## GEZEIGTE ZEILEN
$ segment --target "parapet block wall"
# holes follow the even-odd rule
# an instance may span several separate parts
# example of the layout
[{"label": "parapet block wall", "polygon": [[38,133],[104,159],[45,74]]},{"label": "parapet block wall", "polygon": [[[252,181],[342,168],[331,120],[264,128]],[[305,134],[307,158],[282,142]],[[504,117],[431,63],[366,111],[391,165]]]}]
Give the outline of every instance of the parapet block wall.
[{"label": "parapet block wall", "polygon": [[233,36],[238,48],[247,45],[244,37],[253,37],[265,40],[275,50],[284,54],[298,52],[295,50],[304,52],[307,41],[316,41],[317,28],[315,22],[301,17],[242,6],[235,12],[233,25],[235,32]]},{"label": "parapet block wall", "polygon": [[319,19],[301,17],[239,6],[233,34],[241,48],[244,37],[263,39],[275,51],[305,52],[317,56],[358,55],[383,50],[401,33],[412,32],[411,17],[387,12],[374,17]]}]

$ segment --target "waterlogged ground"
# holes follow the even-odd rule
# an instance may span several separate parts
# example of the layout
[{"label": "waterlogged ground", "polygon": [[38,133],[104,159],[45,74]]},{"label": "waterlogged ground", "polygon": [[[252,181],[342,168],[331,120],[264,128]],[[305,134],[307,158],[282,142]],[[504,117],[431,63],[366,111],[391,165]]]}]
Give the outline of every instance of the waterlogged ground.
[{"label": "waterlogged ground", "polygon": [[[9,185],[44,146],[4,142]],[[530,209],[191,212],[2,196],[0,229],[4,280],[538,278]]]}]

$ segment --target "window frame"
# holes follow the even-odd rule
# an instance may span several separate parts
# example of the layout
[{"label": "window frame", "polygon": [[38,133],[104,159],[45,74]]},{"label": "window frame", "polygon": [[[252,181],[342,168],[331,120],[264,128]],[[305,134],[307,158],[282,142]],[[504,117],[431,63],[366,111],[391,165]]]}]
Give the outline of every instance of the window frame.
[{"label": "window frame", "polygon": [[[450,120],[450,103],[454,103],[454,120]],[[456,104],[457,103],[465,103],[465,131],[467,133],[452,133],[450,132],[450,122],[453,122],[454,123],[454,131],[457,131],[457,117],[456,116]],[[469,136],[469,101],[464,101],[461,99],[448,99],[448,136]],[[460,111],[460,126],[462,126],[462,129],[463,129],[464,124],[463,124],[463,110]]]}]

## GESTELLTE AUFGABE
Wähle jede Zeile oben aus, in der die Zeichenfolge „waterlogged“ vorkommt, und gib diese Zeilen unverändert wieder. Groß- und Kleinschreibung ist zu beachten.

## VOLLSTÄNDIGE AUSGABE
$ segment --target "waterlogged ground"
[{"label": "waterlogged ground", "polygon": [[38,133],[104,159],[45,74]]},{"label": "waterlogged ground", "polygon": [[[252,181],[342,168],[331,120],[264,128]],[[305,134],[307,158],[282,142]],[[504,117],[431,63],[366,111],[391,165]]]}]
Give the outline of every instance of the waterlogged ground.
[{"label": "waterlogged ground", "polygon": [[[9,185],[44,146],[4,142]],[[530,209],[191,212],[2,196],[0,229],[4,280],[538,278]]]}]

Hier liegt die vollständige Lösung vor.